═════ Given passage ═════

Silence is indeed sometimes golden.

Since I’ve been writing, I have been surprised at the amount of people who have asked me for tips.  I’m hoping they aren’t after my advice on who’s going to win the 3.40 at Cheltenham. My knowledge of horse-racing is pretty much on a par with my eldest son’s knowledge of The Bard.

I hope they aren’t after tips on how to construct the perfect sentence either. I wouldn’t know a split infinitive from a misplaced modifier, or a conjunction from a conjunctivitis. My English teacher once wrote ‘at least you are good at maths,’ on my end of year school report.

I readily admit that I’m no expert on writing, but I am the world’s leading expert on my writing process. So I am going to share the ten key words that I pinned on my office wall at a very early stage in my writing journey. They won’t tell you how to write, but they do tell you how I stayed on track whilst writing my first novel. I would hazard a guess that most writers will have a similar list somewhere, even if it’s kept in their head rather than on their wall.

═════

Prompt -
Write out the piece about writing tips word for word, starting at the words "I hope they" and ending after "on their wall.". The records come from a separate source.

═════ Records supplied ═════

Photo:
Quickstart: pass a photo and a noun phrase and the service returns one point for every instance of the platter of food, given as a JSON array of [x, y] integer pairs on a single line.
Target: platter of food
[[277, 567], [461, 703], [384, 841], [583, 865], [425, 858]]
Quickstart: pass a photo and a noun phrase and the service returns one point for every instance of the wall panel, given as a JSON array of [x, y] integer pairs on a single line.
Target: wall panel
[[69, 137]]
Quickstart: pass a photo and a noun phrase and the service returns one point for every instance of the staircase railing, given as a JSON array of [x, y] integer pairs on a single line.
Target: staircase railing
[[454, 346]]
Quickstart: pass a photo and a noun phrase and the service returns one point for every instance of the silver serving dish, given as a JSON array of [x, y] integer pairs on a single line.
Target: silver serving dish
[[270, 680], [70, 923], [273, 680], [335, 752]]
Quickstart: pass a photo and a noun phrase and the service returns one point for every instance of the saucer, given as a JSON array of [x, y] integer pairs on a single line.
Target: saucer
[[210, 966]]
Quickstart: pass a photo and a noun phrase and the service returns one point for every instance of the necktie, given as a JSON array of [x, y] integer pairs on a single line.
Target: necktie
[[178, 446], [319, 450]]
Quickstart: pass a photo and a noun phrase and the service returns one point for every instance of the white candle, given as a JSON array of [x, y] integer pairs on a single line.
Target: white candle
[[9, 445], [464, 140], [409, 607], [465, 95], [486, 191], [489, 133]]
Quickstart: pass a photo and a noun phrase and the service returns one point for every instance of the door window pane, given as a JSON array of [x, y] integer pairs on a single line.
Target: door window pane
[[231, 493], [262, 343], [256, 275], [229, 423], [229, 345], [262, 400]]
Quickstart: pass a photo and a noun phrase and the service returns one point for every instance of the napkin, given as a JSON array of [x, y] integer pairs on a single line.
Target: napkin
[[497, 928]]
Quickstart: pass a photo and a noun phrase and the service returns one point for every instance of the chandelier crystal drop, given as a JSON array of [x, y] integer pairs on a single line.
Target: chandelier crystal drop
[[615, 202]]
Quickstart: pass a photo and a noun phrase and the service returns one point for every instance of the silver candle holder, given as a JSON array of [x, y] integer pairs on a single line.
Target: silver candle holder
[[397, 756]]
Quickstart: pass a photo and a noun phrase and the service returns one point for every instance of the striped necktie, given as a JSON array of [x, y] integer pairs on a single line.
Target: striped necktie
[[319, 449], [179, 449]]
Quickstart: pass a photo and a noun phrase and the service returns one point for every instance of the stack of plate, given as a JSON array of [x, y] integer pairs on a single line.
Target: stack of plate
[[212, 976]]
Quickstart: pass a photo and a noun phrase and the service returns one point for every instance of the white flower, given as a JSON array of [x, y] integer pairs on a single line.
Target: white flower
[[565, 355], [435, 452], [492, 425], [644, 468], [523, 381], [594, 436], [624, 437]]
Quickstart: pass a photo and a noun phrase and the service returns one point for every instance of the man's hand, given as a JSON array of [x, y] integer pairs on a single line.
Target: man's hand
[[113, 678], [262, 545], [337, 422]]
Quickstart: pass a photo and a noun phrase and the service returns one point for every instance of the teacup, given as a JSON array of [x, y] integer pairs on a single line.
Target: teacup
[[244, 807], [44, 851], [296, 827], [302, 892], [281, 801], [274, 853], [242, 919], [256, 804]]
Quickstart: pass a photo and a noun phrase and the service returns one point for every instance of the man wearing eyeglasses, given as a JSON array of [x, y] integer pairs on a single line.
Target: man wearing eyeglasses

═════

Finished task -
I hope they aren’t after tips on how to construct the perfect sentence either. I wouldn’t know a split infinitive from a misplaced modifier, or a conjunction from a conjunctivitis. My English teacher once wrote ‘at least you are good at maths,’ on my end of year school report.

I readily admit that I’m no expert on writing, but I am the world’s leading expert on my writing process. So I am going to share the ten key words that I pinned on my office wall at a very early stage in my writing journey. They won’t tell you how to write, but they do tell you how I stayed on track whilst writing my first novel. I would hazard a guess that most writers will have a similar list somewhere, even if it’s kept in their head rather than on their wall.